Contour labeling entries:
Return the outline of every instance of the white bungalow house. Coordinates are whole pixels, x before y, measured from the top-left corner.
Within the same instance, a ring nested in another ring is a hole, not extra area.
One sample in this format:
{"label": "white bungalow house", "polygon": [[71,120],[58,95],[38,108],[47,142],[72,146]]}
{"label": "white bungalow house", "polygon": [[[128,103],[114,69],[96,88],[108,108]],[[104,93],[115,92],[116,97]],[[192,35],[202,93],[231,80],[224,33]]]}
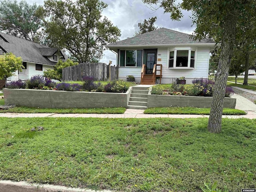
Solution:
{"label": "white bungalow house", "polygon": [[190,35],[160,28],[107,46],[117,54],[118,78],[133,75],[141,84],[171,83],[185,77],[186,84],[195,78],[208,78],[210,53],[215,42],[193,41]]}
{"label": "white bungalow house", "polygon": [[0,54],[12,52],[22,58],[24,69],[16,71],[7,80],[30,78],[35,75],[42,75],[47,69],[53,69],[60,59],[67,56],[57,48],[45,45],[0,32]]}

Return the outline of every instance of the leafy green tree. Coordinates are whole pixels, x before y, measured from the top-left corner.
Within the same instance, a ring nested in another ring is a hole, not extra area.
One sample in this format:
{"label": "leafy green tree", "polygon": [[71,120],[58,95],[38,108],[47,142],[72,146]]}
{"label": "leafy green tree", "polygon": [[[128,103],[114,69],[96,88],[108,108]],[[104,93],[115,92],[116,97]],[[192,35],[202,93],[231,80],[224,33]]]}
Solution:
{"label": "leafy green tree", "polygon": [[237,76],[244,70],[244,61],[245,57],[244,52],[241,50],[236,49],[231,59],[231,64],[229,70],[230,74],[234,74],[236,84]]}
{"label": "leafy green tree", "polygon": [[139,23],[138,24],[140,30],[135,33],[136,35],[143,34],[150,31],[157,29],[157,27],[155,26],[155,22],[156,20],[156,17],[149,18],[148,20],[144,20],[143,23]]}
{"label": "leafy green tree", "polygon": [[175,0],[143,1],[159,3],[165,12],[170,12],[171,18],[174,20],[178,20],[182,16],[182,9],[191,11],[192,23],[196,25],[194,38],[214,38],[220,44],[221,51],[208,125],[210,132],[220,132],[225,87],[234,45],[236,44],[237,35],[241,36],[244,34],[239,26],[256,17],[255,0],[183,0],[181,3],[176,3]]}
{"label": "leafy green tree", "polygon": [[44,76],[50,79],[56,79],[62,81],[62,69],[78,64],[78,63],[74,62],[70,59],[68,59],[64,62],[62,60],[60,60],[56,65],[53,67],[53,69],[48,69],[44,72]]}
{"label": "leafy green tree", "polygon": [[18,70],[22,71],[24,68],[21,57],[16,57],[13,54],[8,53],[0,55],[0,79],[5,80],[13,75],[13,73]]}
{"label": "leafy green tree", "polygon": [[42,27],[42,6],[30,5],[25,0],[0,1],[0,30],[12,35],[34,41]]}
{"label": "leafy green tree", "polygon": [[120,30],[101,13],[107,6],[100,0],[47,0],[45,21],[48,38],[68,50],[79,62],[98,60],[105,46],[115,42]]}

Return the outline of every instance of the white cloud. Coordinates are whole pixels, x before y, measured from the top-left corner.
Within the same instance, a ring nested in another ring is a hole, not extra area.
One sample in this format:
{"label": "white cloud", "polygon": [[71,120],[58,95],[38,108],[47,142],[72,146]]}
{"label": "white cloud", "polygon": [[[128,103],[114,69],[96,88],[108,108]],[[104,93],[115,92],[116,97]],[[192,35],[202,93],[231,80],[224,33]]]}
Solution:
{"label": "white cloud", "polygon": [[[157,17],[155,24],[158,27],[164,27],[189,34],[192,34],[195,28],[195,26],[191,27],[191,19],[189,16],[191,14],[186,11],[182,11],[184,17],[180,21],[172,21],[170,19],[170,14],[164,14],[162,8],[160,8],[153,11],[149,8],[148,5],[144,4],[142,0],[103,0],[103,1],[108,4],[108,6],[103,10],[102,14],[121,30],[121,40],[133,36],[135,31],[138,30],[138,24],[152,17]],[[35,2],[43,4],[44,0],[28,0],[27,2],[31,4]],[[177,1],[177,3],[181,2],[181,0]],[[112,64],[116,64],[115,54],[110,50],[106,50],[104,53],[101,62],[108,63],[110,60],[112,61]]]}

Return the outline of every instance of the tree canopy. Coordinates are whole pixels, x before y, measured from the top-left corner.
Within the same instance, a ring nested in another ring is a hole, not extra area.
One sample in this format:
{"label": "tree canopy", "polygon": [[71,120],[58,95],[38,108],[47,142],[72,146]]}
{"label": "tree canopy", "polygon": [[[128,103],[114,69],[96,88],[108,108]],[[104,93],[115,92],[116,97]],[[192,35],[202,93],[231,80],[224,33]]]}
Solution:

_Aim:_ Transcribe all the data word for word; the images stay out.

_Task answer:_
Return the outline of every instance of the white bungalow house. Coordinates are whole pixels, x before y, measured from the top-left corner.
Within the same instance, a ring nested in another ring is a hole, not extra area.
One sample in this format:
{"label": "white bungalow house", "polygon": [[71,120],[58,95],[38,108],[47,142],[72,146]]}
{"label": "white bungalow house", "polygon": [[[128,103],[114,69],[96,88],[108,108]],[[104,93],[115,92],[116,97]],[[192,35],[202,93],[231,80],[224,33]]]}
Solution:
{"label": "white bungalow house", "polygon": [[190,35],[160,28],[107,46],[117,54],[118,78],[133,75],[141,84],[171,83],[185,77],[186,84],[195,78],[208,78],[210,53],[215,42],[193,41]]}
{"label": "white bungalow house", "polygon": [[0,54],[12,52],[22,58],[24,69],[16,71],[7,80],[30,78],[35,75],[42,75],[47,69],[53,69],[60,59],[67,56],[57,48],[45,45],[0,32]]}

Return the outline of every instance of the leafy green tree. Coordinates are whole pixels, x before y, measured from the top-left corner.
Within the same instance, a ring nested in another ring is a hole, not extra area.
One sample in this format:
{"label": "leafy green tree", "polygon": [[71,120],[58,95],[38,108],[47,142],[72,146]]}
{"label": "leafy green tree", "polygon": [[[128,103],[114,69],[96,88],[108,108]],[[104,93],[115,92],[116,97]],[[192,35],[202,93],[231,80],[224,33]]]}
Solution:
{"label": "leafy green tree", "polygon": [[237,76],[244,70],[244,61],[245,57],[244,52],[241,50],[236,49],[231,59],[231,64],[229,70],[230,74],[234,74],[236,84]]}
{"label": "leafy green tree", "polygon": [[139,23],[138,24],[140,30],[135,33],[136,35],[143,34],[150,31],[157,29],[157,27],[155,26],[155,22],[156,20],[156,17],[149,18],[148,20],[144,20],[143,23]]}
{"label": "leafy green tree", "polygon": [[175,0],[143,1],[159,3],[165,12],[170,12],[171,18],[174,20],[178,20],[182,16],[182,9],[191,11],[192,23],[196,25],[194,38],[214,38],[220,44],[221,51],[208,125],[210,132],[220,132],[225,87],[234,45],[236,44],[237,35],[241,36],[244,34],[239,26],[256,17],[255,0],[183,0],[181,3],[176,3]]}
{"label": "leafy green tree", "polygon": [[44,76],[50,79],[56,79],[62,81],[62,69],[78,64],[78,63],[74,62],[70,59],[68,59],[64,62],[62,60],[60,60],[56,65],[53,67],[53,69],[48,69],[44,72]]}
{"label": "leafy green tree", "polygon": [[18,70],[22,71],[24,68],[21,57],[16,57],[13,54],[8,53],[0,55],[0,79],[5,80],[13,75],[13,73]]}
{"label": "leafy green tree", "polygon": [[42,27],[42,6],[30,5],[25,0],[0,1],[0,30],[12,35],[34,41]]}
{"label": "leafy green tree", "polygon": [[120,30],[101,13],[107,6],[100,0],[47,0],[45,21],[48,38],[68,50],[79,62],[98,60],[105,46],[115,42]]}

Return the outline of every instance of the white cloud. Coordinates are whole pixels, x before y, measured from the top-left corner.
Within the same instance, a ring nested in another ring is a hole, not extra area.
One sample in this format:
{"label": "white cloud", "polygon": [[71,120],[58,95],[38,108],[47,142],[72,146]]}
{"label": "white cloud", "polygon": [[[128,103],[114,69],[96,88],[108,108]],[[104,93],[115,92],[116,97]],[[192,35],[202,93],[231,80],[224,33]]]}
Solution:
{"label": "white cloud", "polygon": [[[157,17],[155,24],[158,27],[164,27],[189,34],[192,34],[195,28],[195,26],[191,27],[191,19],[189,16],[191,14],[186,11],[182,11],[184,17],[180,21],[172,21],[170,19],[170,14],[164,14],[162,8],[160,8],[153,11],[149,8],[148,5],[144,4],[142,0],[103,0],[103,1],[108,4],[108,6],[103,10],[102,14],[121,30],[121,40],[133,36],[135,31],[138,30],[138,24],[152,17]],[[35,2],[43,4],[44,0],[28,0],[27,2],[31,4]],[[177,1],[177,3],[181,2],[181,0]],[[112,64],[116,64],[115,54],[110,50],[106,50],[104,53],[101,62],[108,63],[110,60],[112,61]]]}

Return the outline of every instance of the tree canopy. Coordinates are whole pixels, x before y, measured from the top-left corner.
Within the same instance, a ring nested in another ring is a hole, not extra area.
One sample in this format:
{"label": "tree canopy", "polygon": [[71,120],[58,95],[38,108],[47,142],[72,146]]}
{"label": "tree canopy", "polygon": [[[128,103],[114,69],[96,88],[108,108]],[[104,93],[115,92],[116,97]],[[192,35],[202,93],[231,80],[224,33]]]}
Solution:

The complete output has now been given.